=== REQUEST ===
Copy word for word the part of the records below that opens with the line containing "Objective — a point for each instance of the green stem" and runs through the end of the records.

=== Entries taken from a collection ===
------------------------------------

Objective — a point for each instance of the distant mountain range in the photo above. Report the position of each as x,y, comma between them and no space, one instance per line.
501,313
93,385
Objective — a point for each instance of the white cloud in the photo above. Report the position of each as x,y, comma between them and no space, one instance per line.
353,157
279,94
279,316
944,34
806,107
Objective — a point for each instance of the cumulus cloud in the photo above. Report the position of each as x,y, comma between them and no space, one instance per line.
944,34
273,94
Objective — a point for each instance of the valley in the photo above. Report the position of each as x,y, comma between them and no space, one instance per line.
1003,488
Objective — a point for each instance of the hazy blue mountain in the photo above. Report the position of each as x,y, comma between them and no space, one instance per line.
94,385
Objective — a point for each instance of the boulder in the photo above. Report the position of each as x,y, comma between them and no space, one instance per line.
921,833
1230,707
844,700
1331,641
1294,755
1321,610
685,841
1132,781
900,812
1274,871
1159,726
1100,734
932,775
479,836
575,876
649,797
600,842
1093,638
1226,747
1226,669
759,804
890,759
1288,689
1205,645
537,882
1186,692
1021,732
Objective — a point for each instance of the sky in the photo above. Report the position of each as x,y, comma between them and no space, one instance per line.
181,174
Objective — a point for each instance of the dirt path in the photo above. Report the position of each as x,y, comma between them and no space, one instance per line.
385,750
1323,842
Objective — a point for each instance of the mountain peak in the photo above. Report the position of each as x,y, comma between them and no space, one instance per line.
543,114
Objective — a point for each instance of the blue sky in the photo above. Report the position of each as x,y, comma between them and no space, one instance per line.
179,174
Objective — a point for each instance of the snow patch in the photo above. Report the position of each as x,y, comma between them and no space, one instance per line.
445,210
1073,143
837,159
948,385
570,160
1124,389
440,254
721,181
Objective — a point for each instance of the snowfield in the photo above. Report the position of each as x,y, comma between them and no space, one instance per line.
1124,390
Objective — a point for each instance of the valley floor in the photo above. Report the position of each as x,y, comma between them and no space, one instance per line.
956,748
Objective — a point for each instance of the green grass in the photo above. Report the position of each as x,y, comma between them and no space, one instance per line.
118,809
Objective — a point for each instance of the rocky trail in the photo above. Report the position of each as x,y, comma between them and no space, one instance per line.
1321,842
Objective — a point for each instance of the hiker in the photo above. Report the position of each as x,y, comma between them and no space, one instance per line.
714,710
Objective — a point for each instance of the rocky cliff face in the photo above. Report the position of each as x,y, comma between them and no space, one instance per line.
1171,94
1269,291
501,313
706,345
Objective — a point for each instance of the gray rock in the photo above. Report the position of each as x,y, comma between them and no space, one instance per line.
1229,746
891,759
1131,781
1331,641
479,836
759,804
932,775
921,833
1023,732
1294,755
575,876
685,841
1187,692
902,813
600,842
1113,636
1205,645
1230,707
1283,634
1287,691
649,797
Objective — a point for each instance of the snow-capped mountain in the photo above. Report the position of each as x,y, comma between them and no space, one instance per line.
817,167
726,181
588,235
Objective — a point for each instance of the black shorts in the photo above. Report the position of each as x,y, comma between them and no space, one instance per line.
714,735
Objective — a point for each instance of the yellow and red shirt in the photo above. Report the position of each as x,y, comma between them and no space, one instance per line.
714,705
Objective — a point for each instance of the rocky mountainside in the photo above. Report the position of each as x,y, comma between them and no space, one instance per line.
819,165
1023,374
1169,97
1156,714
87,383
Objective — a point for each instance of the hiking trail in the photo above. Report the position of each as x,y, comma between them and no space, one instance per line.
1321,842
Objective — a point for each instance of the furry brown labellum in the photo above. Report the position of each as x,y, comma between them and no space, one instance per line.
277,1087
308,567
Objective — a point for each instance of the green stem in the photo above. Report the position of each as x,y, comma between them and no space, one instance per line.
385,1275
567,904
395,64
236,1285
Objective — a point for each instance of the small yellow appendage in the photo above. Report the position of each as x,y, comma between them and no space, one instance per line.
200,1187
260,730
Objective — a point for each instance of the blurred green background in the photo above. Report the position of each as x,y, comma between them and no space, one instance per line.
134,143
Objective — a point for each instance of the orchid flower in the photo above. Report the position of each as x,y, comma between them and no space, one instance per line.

------------------------------------

=== COMPLETE OUTPUT ===
Objective — a point for each instance of the green stem in the photo above. Report the position of each as x,y, comma between them and no space, one instance per line.
385,1275
567,904
395,64
236,1285
Objective — a point for each instance of the small yellow appendage in the photo above. Report the position of each as x,y, comma between them and no space, one instance per line.
200,1187
260,730
Objective — a point for each instance of the blurred green background in the photo above. Report the position of each as x,y, comma between them and no space, one instance per line.
134,143
Objective — a point for each instance of the orchid flower in the photo above. Report the position of each as x,y, comma between them and no space, one instance per line.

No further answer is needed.